■ What the exercise asks
Reproduce each record below exactly as written.

■ Data rows
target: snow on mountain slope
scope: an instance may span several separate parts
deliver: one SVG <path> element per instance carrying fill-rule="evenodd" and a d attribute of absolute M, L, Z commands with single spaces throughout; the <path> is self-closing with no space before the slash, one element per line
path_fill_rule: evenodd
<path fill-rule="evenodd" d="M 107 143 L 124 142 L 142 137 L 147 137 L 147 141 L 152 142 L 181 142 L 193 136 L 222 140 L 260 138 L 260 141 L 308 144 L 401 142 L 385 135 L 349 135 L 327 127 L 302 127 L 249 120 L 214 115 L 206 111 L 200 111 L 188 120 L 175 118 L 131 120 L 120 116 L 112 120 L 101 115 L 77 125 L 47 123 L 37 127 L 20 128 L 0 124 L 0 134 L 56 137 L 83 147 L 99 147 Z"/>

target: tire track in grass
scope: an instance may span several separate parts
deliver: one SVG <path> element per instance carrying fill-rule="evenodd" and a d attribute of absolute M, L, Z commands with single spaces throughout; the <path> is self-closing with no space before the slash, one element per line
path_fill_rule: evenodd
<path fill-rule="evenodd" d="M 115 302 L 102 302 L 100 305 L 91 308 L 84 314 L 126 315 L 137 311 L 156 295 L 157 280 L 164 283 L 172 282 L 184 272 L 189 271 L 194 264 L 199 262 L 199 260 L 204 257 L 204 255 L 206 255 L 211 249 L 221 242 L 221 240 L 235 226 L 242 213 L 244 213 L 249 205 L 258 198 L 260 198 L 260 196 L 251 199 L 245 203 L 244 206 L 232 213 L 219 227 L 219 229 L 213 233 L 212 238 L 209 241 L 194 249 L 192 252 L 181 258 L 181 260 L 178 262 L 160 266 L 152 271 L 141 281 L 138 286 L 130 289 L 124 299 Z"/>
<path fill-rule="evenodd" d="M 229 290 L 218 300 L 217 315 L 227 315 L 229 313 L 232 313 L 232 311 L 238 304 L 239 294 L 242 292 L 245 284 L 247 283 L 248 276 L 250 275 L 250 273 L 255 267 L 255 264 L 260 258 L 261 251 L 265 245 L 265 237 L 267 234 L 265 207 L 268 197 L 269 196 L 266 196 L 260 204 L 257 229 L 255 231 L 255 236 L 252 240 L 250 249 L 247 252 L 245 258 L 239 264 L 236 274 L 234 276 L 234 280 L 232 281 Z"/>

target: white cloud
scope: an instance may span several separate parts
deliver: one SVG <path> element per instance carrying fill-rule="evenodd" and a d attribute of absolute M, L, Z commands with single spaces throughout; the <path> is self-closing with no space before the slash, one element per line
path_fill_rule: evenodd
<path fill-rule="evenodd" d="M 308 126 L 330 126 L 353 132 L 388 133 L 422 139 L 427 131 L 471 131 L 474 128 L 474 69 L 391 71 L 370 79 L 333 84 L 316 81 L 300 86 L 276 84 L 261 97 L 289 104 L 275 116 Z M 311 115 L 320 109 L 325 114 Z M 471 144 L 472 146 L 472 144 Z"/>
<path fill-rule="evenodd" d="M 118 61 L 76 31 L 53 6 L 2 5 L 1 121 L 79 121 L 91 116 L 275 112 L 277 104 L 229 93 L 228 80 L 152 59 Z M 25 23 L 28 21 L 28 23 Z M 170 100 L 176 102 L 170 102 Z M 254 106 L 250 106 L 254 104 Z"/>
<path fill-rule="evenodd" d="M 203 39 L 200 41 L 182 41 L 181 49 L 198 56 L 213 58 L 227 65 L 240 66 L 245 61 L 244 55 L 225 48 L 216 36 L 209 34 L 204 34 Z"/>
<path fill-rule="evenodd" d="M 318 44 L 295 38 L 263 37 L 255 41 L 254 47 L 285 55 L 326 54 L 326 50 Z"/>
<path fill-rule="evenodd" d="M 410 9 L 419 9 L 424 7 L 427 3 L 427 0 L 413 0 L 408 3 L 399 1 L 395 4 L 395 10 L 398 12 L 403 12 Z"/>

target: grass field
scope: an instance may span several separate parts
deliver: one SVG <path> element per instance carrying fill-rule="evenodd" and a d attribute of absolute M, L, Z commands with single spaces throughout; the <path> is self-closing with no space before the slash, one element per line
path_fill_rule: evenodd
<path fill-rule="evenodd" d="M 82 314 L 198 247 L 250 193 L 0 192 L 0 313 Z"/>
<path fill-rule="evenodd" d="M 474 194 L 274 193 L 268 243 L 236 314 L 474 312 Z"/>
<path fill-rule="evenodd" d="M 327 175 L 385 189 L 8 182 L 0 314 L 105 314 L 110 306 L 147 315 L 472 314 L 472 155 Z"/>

■ Complete response
target: snow on mountain slope
scope: an instance may span several separate parts
deliver: one SVG <path> element per instance carrying fill-rule="evenodd" and a d attribute of absolute M, L, Z commands with single spaces throughout; the <path> is self-closing with no space before the slash, one element per line
path_fill_rule: evenodd
<path fill-rule="evenodd" d="M 107 143 L 124 142 L 142 137 L 147 137 L 147 141 L 152 142 L 181 142 L 193 136 L 222 140 L 260 138 L 260 141 L 308 144 L 401 142 L 385 135 L 349 135 L 327 127 L 302 127 L 249 120 L 214 115 L 206 111 L 200 111 L 188 120 L 175 118 L 131 120 L 120 116 L 112 120 L 101 115 L 77 125 L 47 123 L 37 127 L 20 128 L 0 124 L 0 134 L 56 137 L 83 147 L 99 147 Z"/>

target: tire track in grass
scope: an instance may span several separate parts
deliver: one SVG <path> element per instance carrying fill-rule="evenodd" and a d attribute of absolute M, L, Z commands with single spaces throughout; the <path> is self-closing with no space before the slash, one element per line
path_fill_rule: evenodd
<path fill-rule="evenodd" d="M 115 302 L 102 302 L 100 305 L 91 308 L 84 314 L 126 315 L 137 311 L 156 295 L 157 280 L 164 283 L 172 282 L 184 272 L 189 271 L 194 264 L 199 262 L 199 260 L 204 257 L 204 255 L 206 255 L 211 249 L 221 242 L 221 240 L 235 226 L 242 213 L 244 213 L 249 205 L 258 198 L 260 198 L 260 196 L 251 199 L 245 203 L 244 206 L 232 213 L 219 227 L 219 229 L 213 233 L 212 238 L 209 241 L 194 249 L 192 252 L 181 258 L 181 260 L 178 262 L 160 266 L 152 271 L 141 281 L 138 286 L 130 289 L 124 299 Z"/>
<path fill-rule="evenodd" d="M 229 290 L 218 300 L 217 315 L 227 315 L 229 313 L 232 313 L 232 311 L 238 304 L 239 294 L 242 292 L 245 284 L 247 283 L 248 276 L 250 275 L 250 273 L 255 267 L 255 264 L 260 258 L 261 251 L 265 245 L 265 237 L 267 234 L 265 207 L 268 197 L 269 196 L 266 196 L 260 204 L 257 229 L 255 231 L 255 236 L 252 240 L 250 249 L 247 252 L 245 258 L 239 264 L 236 274 L 234 276 L 234 280 L 232 281 Z"/>

target: white cloud
scope: an instance may span several separate parts
deliver: one SVG <path> element per instance carrying fill-rule="evenodd" and a d attribute of absolute M, L, Z commands with single spaces throughout; the <path> is self-closing with no space before the slash, one element per line
path_fill_rule: evenodd
<path fill-rule="evenodd" d="M 308 126 L 330 126 L 353 132 L 388 133 L 422 139 L 427 131 L 471 131 L 474 128 L 474 69 L 391 71 L 370 79 L 333 84 L 316 81 L 300 86 L 276 84 L 261 97 L 289 104 L 275 116 Z M 311 115 L 320 109 L 325 114 Z M 471 144 L 472 146 L 472 144 Z"/>
<path fill-rule="evenodd" d="M 118 61 L 76 31 L 53 6 L 2 5 L 1 121 L 79 121 L 91 116 L 275 112 L 277 104 L 229 93 L 228 80 L 152 59 Z M 25 23 L 28 21 L 28 23 Z M 170 100 L 176 102 L 170 102 Z M 254 106 L 250 106 L 254 104 Z"/>
<path fill-rule="evenodd" d="M 203 39 L 200 41 L 182 41 L 181 49 L 198 56 L 213 58 L 227 65 L 240 66 L 245 61 L 244 55 L 225 48 L 216 36 L 209 34 L 204 34 Z"/>
<path fill-rule="evenodd" d="M 318 44 L 295 38 L 263 37 L 255 41 L 254 47 L 285 55 L 326 54 L 326 50 Z"/>
<path fill-rule="evenodd" d="M 410 9 L 419 9 L 424 7 L 427 3 L 427 0 L 413 0 L 408 3 L 399 1 L 395 4 L 395 10 L 398 12 L 403 12 Z"/>

target: grass field
scope: an instance may span several separate parts
deliver: one SVG <path> element per instance carrying fill-rule="evenodd" and a d attribute of absolute M, L, Z commands with single spaces throughout; the <path> is self-closing with no space before the slash, one element per line
path_fill_rule: evenodd
<path fill-rule="evenodd" d="M 82 314 L 198 247 L 250 193 L 0 192 L 0 313 Z"/>
<path fill-rule="evenodd" d="M 474 194 L 274 193 L 268 243 L 236 314 L 474 312 Z"/>
<path fill-rule="evenodd" d="M 327 175 L 385 189 L 8 182 L 0 314 L 105 314 L 110 306 L 147 315 L 472 314 L 472 155 Z"/>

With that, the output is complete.